THE REQUEST => Copy every line from the start of the items through the line that contains "373,128,581,353", both included, and output only those lines. Adjust each bounding box coordinate in them by adding -41.

BEGIN

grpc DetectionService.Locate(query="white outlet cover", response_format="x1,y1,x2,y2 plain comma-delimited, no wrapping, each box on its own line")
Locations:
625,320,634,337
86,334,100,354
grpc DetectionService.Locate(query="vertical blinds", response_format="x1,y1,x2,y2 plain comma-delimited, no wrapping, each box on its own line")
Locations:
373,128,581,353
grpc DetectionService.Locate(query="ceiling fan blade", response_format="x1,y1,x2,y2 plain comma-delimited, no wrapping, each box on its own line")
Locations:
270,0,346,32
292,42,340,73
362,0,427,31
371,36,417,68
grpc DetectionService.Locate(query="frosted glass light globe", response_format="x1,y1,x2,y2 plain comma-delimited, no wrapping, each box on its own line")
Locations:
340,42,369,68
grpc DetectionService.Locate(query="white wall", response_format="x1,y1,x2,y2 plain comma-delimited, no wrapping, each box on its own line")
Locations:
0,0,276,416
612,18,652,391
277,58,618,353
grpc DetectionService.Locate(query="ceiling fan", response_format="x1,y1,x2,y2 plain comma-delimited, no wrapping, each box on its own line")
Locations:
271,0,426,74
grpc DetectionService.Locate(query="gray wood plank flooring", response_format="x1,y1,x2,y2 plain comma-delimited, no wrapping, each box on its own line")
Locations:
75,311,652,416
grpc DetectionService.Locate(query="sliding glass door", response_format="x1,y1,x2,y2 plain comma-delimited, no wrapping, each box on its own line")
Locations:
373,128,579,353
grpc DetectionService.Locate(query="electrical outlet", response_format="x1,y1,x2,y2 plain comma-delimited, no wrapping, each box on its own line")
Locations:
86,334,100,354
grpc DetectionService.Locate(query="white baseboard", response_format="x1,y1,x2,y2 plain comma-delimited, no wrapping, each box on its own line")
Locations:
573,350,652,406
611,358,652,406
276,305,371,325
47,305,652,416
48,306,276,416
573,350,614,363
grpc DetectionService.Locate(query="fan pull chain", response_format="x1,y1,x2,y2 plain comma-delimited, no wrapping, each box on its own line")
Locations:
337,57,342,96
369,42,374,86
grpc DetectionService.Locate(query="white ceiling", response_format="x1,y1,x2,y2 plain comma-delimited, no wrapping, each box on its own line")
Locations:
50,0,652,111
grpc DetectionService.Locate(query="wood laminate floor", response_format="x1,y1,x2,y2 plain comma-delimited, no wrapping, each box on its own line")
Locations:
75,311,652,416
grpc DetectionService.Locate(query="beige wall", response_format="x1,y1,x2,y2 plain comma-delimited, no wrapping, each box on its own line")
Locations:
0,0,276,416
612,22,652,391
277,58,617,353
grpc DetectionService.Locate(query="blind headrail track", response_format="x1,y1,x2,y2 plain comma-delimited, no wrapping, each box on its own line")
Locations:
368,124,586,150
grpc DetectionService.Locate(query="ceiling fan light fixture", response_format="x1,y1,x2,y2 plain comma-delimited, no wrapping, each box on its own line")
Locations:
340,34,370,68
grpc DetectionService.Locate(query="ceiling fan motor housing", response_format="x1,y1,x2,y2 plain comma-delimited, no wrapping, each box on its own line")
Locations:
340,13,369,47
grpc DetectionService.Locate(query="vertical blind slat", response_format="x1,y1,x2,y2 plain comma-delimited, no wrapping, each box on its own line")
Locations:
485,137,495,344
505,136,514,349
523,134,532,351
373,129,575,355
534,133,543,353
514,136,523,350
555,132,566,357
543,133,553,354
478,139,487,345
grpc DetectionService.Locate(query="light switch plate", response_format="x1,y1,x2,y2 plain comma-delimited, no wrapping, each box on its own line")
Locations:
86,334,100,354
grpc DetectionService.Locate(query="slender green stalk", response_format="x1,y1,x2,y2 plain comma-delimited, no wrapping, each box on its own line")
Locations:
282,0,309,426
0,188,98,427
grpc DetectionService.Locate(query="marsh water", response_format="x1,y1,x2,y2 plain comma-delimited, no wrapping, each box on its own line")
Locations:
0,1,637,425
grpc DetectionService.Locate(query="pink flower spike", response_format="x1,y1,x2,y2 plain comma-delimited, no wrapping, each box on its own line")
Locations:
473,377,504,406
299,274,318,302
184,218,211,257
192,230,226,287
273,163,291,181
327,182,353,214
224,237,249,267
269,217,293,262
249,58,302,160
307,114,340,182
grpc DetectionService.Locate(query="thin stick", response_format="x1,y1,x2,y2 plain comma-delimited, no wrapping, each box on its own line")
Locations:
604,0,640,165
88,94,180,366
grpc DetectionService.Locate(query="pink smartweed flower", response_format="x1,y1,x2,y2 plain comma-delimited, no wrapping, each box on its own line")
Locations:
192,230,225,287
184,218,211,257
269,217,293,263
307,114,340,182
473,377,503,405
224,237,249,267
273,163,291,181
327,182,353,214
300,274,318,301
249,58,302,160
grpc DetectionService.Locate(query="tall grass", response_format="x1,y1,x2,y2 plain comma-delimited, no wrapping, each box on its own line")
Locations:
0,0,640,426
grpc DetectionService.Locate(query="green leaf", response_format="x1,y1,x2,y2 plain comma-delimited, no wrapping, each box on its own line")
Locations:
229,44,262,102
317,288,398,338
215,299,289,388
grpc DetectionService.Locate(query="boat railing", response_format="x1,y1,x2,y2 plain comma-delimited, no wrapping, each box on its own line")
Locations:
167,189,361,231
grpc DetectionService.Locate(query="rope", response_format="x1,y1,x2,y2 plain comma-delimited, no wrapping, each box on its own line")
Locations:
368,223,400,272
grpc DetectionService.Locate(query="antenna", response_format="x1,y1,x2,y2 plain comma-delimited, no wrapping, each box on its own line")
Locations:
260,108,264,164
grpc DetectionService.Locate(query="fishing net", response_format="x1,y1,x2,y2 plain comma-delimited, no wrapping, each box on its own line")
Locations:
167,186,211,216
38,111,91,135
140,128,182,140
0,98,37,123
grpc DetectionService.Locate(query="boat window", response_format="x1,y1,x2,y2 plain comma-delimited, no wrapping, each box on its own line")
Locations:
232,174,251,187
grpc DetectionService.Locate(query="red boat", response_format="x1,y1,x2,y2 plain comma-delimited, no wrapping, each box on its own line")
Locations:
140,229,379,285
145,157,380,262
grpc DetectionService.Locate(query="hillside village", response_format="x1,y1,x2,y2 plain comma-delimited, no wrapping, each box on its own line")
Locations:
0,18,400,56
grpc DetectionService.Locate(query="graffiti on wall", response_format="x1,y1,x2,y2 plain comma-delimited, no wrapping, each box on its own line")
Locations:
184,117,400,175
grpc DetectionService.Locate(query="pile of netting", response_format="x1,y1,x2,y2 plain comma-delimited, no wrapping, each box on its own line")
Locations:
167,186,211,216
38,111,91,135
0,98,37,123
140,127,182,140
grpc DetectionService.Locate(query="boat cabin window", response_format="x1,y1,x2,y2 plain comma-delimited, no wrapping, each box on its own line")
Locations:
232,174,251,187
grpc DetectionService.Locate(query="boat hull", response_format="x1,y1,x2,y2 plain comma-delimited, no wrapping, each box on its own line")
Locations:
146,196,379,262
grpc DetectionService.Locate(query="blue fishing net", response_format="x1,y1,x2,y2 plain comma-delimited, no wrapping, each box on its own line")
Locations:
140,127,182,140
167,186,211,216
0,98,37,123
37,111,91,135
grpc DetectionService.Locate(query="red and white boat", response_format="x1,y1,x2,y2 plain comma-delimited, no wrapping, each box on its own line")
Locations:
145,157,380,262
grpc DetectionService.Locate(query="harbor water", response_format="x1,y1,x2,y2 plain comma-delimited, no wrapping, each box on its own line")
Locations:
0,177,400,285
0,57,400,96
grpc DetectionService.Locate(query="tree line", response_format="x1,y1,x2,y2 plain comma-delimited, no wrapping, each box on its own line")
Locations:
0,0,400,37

END

RESULT FOR THIS EXERCISE =>
grpc DetectionService.Locate(query="white outlet cover", response_format="x1,y1,x2,y2 plain comma-delimited, no wrapping, each box on its own line")
Locations:
584,279,593,296
45,293,59,313
grpc DetectionService.Locate(query="vertical blinds", response_format="x1,y1,x2,y2 plain comma-delimited, no wrapping, each box on its own line")
Locations:
332,87,540,312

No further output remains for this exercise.